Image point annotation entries
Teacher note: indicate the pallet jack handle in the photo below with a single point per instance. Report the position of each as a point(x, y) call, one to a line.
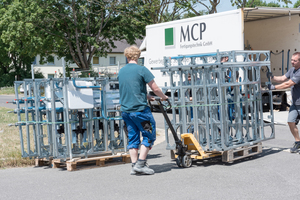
point(181, 150)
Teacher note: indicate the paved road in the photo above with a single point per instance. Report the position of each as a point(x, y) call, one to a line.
point(274, 174)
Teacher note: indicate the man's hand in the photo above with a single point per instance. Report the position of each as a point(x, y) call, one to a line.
point(271, 87)
point(270, 75)
point(150, 98)
point(165, 98)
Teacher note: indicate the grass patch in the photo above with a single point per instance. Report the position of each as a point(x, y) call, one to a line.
point(7, 91)
point(10, 148)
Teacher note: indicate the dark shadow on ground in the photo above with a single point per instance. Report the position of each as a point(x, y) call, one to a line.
point(218, 160)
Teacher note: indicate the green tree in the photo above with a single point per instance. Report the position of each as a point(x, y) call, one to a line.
point(193, 5)
point(15, 59)
point(250, 3)
point(297, 4)
point(74, 29)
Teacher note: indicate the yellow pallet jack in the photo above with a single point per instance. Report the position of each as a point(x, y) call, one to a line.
point(187, 148)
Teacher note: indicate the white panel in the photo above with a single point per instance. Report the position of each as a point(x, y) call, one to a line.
point(223, 31)
point(80, 98)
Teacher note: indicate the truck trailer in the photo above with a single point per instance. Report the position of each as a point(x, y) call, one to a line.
point(262, 28)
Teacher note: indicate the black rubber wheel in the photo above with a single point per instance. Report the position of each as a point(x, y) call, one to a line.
point(179, 161)
point(186, 161)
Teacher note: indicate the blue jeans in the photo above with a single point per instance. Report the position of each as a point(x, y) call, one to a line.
point(137, 122)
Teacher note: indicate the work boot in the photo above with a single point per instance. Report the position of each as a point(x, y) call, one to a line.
point(132, 172)
point(295, 148)
point(142, 167)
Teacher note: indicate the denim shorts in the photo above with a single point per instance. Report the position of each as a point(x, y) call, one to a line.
point(293, 113)
point(140, 122)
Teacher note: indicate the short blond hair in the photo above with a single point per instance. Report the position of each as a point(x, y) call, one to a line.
point(132, 53)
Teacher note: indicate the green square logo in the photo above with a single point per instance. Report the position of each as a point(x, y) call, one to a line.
point(169, 37)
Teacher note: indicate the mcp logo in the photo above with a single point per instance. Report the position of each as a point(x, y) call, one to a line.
point(169, 37)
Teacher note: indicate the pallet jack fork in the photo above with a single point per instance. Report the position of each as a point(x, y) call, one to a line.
point(187, 148)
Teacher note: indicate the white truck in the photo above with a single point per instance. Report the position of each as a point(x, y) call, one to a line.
point(261, 28)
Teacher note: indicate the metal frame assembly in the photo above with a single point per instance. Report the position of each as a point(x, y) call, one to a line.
point(66, 118)
point(219, 102)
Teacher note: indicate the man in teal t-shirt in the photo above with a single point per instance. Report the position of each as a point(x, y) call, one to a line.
point(136, 113)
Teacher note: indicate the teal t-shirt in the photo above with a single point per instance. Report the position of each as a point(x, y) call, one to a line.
point(133, 80)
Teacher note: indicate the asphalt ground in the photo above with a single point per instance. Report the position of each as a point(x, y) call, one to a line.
point(273, 174)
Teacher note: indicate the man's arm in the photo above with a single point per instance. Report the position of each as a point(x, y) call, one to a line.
point(285, 85)
point(157, 90)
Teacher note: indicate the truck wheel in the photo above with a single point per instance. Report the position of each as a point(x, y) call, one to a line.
point(179, 161)
point(186, 161)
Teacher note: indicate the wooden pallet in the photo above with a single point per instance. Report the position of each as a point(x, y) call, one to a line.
point(242, 152)
point(101, 161)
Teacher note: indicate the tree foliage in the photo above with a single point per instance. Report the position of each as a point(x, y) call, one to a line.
point(297, 4)
point(251, 3)
point(74, 29)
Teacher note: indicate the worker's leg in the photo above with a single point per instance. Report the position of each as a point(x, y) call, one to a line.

■ Instructions to follow ■
Copy every row above word for word, with each line as it appears, and omit the pictures from your copy.

■ Response to the exercise ■
Teacher note: indicate the pallet jack handle in the photo below with a single point per instance. Report the position of each as a point(x, y) call, one to a line.
point(181, 150)
Teacher note: indicate the paved road in the photo above with a single point per instance. Report the position of each as a point(x, y) call, one to a line.
point(274, 174)
Teacher note: indicate the man's hand in the photo above with a single point per instance. Report the position of each as a point(x, y) call, one to a line.
point(271, 87)
point(270, 75)
point(150, 98)
point(165, 98)
Teacher note: indicate the grass patch in the photo above with a single point per instance. Report the position of each as a point(x, y) call, one to a line.
point(7, 91)
point(10, 148)
Teacher note: indicate the dark shadow on ground in the photo above with a single point per instance. Report the position of each as a point(x, y) call, one to a line.
point(218, 160)
Teacher note: indicate the green tree in the photo above with a single point per instance. Report the position of each as a point(x, y) call, one to a line.
point(193, 5)
point(15, 59)
point(250, 3)
point(297, 4)
point(74, 29)
Teacher note: indicate the yellow pallet jack in the photo above with a single point per instance. Report the position of each as a point(x, y) call, one to a line.
point(187, 148)
Teacher note: indicate the white panel in the photo above with a single point per instance. Report the position of each as a point(x, y) call, one to a line.
point(223, 31)
point(80, 98)
Teacher note: indicate the truck trailer in the photo above with a single point per instance. Report the position of each as a point(x, y) call, one to a line.
point(262, 28)
Teacher note: indicate the black rubber wheel in the photo above with a single point per instance. Report the position of each as a point(x, y) call, one to a line.
point(179, 161)
point(186, 161)
Teacher note: indicate the blue jeans in the photo above with a single point per instance. Report the position of each as a point(x, y) call, one to a line.
point(137, 122)
Teacher note: indicate the work boot in the photo above with a single point per instance. Report the position of each as a point(x, y) call, one to a line.
point(132, 172)
point(295, 148)
point(142, 167)
Teacher note: indicate the denim shorts in the photo above with a single point per instance. Report the position of each as a point(x, y) call, one to a line.
point(293, 113)
point(140, 122)
Teacher note: indicate the short blond hair in the photo above with a single point per instance. Report the position of each as a point(x, y) call, one to a line.
point(132, 53)
Teacher note: indicate the green square logo in the photo above with a single point per instance. Report the position of each as a point(x, y) call, one to a line.
point(169, 37)
Teacher note: indicate the mcp logo in the photo above with a single point per instance. Report the position of each as a point(x, y) call, one to a line.
point(169, 37)
Teacher note: indicate the pallet jack fork in the photo above with a single point per instance. Report the position of each as a point(x, y) call, one to a line.
point(187, 148)
Teacher note: indicate the white truck in the photo above with a single point per instance. Report the position of each as a point(x, y) call, one to a line.
point(261, 28)
Teacher note: indicate the metal frame assembly in the photo above with a single point per instance. Report the position of each as a point(x, y) call, one to a line.
point(66, 118)
point(219, 102)
Teacher note: indicate the man in teal t-shirt in the photo above with a single point per instance. Report the position of each as a point(x, y) call, one to a line.
point(136, 113)
Teacher note: indicate the teal t-shirt in the photo above with a single point per instance. Report the position of each as a point(x, y) call, one to a line.
point(133, 80)
Teacher note: indicate the asphalt ground in the photo above with a single point per instance. Report the position of each as a point(x, y) call, one to a line.
point(273, 174)
Teacher note: indicate the man's arm in the photo above with a single point per instance. Report the position of each as a point(x, y) call, one to a line.
point(285, 85)
point(157, 90)
Teacher note: indicate the truck wheel in the photo above with a single point per instance. Report the position of each as a point(x, y) call, one to a line.
point(179, 161)
point(186, 161)
Teacher note: indicate the wooden pallet in the photo above with a single point per instance. Report the position of each as a point(x, y) call, one to a line.
point(242, 152)
point(101, 161)
Teacher note: indicate the tree foliage in the photo above with a single point per instance. Report the position of each as a point(x, y) call, one to a line.
point(297, 4)
point(251, 3)
point(74, 29)
Teacher note: indicate the worker's leg in the photo above with a single point per instance. Report the position of each as a point(x, y) call, one to a line.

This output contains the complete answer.